== Task objective ==
Retype every record exactly. Leave the pictures out.
****************************************
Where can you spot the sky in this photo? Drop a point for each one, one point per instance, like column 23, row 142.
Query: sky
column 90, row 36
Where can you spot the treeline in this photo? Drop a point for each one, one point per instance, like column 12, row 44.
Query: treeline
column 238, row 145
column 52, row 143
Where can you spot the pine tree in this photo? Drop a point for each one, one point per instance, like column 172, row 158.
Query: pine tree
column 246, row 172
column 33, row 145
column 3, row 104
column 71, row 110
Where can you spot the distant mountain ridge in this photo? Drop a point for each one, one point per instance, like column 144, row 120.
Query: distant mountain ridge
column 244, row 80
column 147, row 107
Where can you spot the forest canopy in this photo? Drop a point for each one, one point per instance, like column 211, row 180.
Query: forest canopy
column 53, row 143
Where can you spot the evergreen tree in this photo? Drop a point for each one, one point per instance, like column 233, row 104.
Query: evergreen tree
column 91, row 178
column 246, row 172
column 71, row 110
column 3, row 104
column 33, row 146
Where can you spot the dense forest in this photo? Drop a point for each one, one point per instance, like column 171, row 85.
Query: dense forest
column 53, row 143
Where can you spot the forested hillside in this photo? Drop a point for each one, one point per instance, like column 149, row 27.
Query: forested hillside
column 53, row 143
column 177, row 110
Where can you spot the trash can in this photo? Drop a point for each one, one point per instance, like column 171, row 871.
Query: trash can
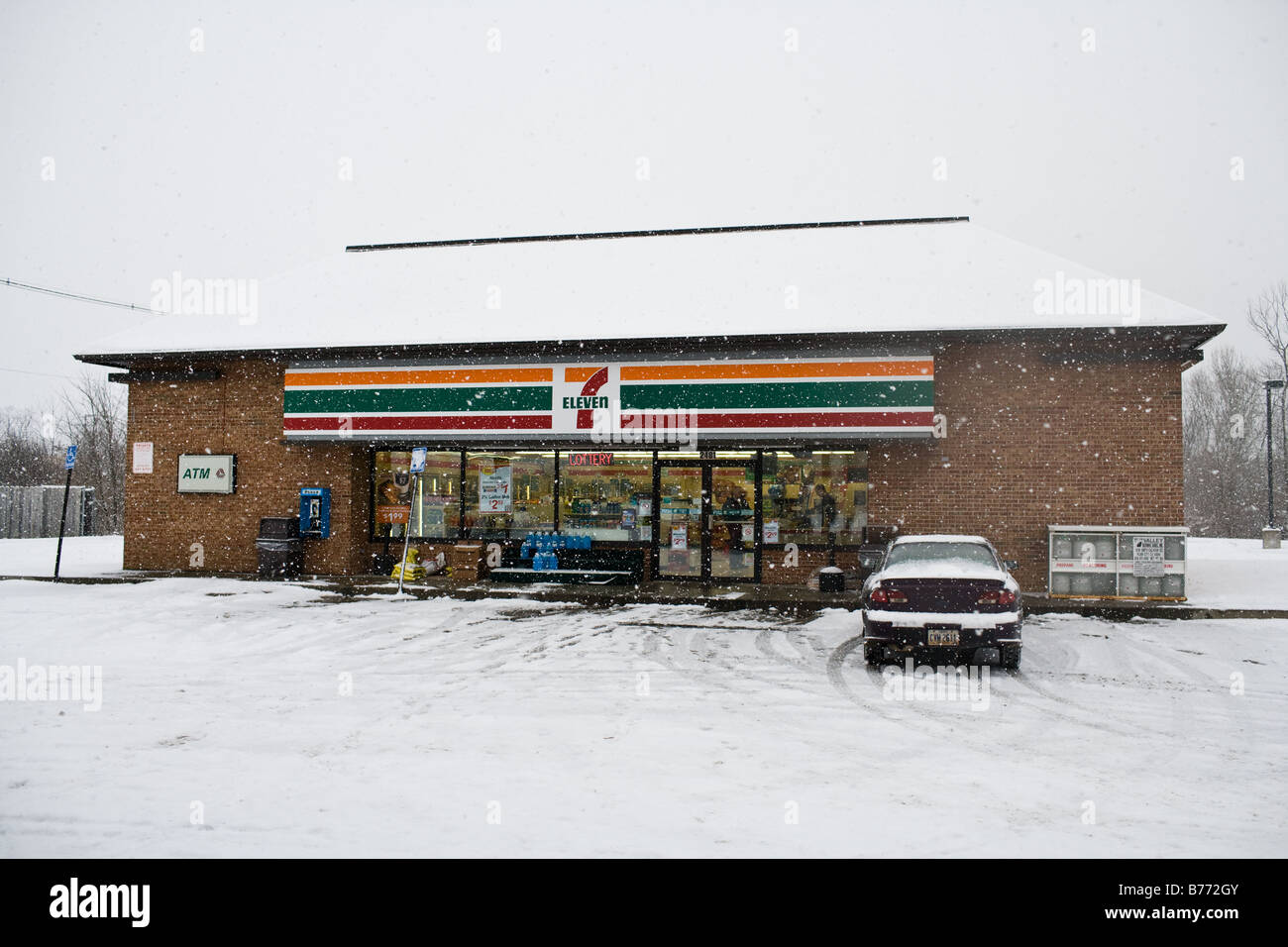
column 279, row 548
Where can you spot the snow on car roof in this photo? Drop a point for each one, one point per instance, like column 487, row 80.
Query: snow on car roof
column 941, row 538
column 884, row 278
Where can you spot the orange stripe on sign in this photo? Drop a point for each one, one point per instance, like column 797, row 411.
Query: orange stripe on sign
column 778, row 369
column 417, row 376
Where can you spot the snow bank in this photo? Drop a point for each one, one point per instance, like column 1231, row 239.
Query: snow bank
column 82, row 556
column 248, row 719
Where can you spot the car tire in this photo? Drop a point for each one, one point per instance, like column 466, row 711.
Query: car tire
column 1012, row 657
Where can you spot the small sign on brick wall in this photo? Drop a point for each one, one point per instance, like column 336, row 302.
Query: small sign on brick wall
column 142, row 457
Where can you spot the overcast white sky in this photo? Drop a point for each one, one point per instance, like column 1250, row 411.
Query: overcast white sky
column 226, row 162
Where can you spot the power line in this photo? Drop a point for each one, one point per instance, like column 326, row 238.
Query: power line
column 670, row 232
column 44, row 373
column 77, row 296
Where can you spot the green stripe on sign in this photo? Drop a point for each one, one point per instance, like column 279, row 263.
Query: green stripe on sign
column 343, row 401
column 781, row 394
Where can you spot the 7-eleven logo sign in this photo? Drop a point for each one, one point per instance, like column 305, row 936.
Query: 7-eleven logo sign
column 585, row 388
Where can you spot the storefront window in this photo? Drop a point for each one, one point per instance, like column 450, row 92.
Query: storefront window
column 432, row 512
column 509, row 495
column 807, row 493
column 606, row 495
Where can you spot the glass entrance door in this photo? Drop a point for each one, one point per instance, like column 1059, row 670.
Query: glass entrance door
column 733, row 519
column 707, row 518
column 682, row 500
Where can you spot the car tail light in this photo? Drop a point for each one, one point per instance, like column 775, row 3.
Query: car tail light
column 999, row 596
column 888, row 596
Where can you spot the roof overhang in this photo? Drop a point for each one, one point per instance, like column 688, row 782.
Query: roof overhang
column 1091, row 344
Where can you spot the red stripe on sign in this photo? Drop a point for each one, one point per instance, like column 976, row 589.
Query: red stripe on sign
column 331, row 424
column 810, row 419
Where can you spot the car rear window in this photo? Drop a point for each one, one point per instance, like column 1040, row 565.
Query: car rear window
column 970, row 553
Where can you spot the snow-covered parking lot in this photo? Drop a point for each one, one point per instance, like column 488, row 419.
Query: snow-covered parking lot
column 262, row 719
****************************************
== Answer below ==
Where can you spot the sky in this photo? Drop a point for each one, one point per instance, like column 23, row 142.
Query: sky
column 90, row 36
Where can you spot the treeline in this photo? Drop a point for each one, one point per instance, like column 12, row 44.
Query: treeline
column 238, row 145
column 52, row 143
Where can you spot the pine tree in this photo? Drop a point for each one, one point per instance, like column 172, row 158.
Query: pine tree
column 246, row 172
column 33, row 145
column 3, row 104
column 71, row 110
Where can you spot the distant mountain ridge in this photo? Drop a point for each one, one point per instance, like column 144, row 120.
Query: distant mountain ridge
column 244, row 80
column 147, row 107
Where can you spot the forest canopy in this photo? Drop a point for each one, one point per instance, like column 211, row 180.
Query: forest canopy
column 53, row 143
Where can you spot the evergreen tree in this photo? Drop a point for each one, one point per instance, like column 233, row 104.
Query: evergreen tree
column 91, row 178
column 246, row 172
column 71, row 110
column 3, row 104
column 33, row 146
Where can you spot the dense forest in this photo? Drop a point for each one, one point per instance, like column 171, row 85.
Query: dense forest
column 53, row 143
Where can you spot the forested hillside in this photo? Drop a point for each one, one point per instance, like column 149, row 27.
Query: forested hillside
column 53, row 143
column 177, row 110
Where can you spot the trash can in this photo? Drop a point for each one, one point per instance, like column 171, row 871.
Query: trash can
column 279, row 548
Where can you spot the snow on car roof in this photo? Drop a point for each one, one point per instance, like column 487, row 80.
Query: snow on car roof
column 941, row 538
column 884, row 278
Where can you spot the orange stripe on sign in this photo? Drop a point for each one, one point per instance, like column 797, row 411.
Query: orange stripe on sign
column 778, row 369
column 417, row 376
Where can you spot the snow bank in this photo? Drop a point for each one, one point per instance, like column 1231, row 239.
Query: snow bank
column 82, row 556
column 248, row 719
Where can you spot the car tire in this photo? Drop a point for each one, one point per instance, like column 466, row 711.
Query: car tire
column 1012, row 657
Where can you spot the small sign on brick wall in this photo? Drop a point for each one, one point per instance, like column 336, row 302.
Query: small sign on brick wall
column 142, row 457
Where can you spot the overcast white sky in this photo? Drop a point for each one, one point per instance, like column 1250, row 411.
Query: overcast white sky
column 226, row 162
Where can you spot the power line in this photo? Drop a point for each one, one point per instance, like column 326, row 238.
Query: power line
column 670, row 232
column 44, row 373
column 77, row 296
Where can you spot the green stripe on sign in this photo? Drop a point for each one, one point per instance, like column 279, row 263.
Query: green stripe on sign
column 343, row 401
column 781, row 394
Where can you spot the 7-eleven logo sign in this photo? Drop a point for each one, one point per instance, like column 305, row 936.
Query: 7-eleven logo sign
column 585, row 388
Where can you spot the storefront window in this photo? Drop a point for each one, one point per instance, like column 450, row 92.
Query: storefront window
column 432, row 512
column 509, row 495
column 807, row 493
column 606, row 495
Where can you spot the glass entrance door in this photo? Drop a point for each one, one point per instance, like column 1059, row 670.
Query: glass entrance door
column 733, row 519
column 707, row 518
column 682, row 500
Where can you spot the car tail light in this photo? Drop a point for each one, one point per instance, like column 775, row 3.
Query: car tail light
column 999, row 596
column 888, row 596
Where can you spot the roof overhang in this photo? Drop a point for each one, one point per instance, like column 688, row 782.
Query: roof overhang
column 1091, row 344
Where can you spot the red stripe on sign in this photo? Drop a point for each one, one point per instance, like column 976, row 589.
Query: red stripe on sign
column 331, row 424
column 810, row 419
Where can you spot the car rear window in this photo? Drop a point for each one, one point per instance, like column 1040, row 565.
Query: car rear window
column 970, row 553
Where can you spot the snow-covered parking lot in this photo? Drop a point for each one, one point per instance, like column 488, row 419.
Query: snow-covered parking lot
column 262, row 719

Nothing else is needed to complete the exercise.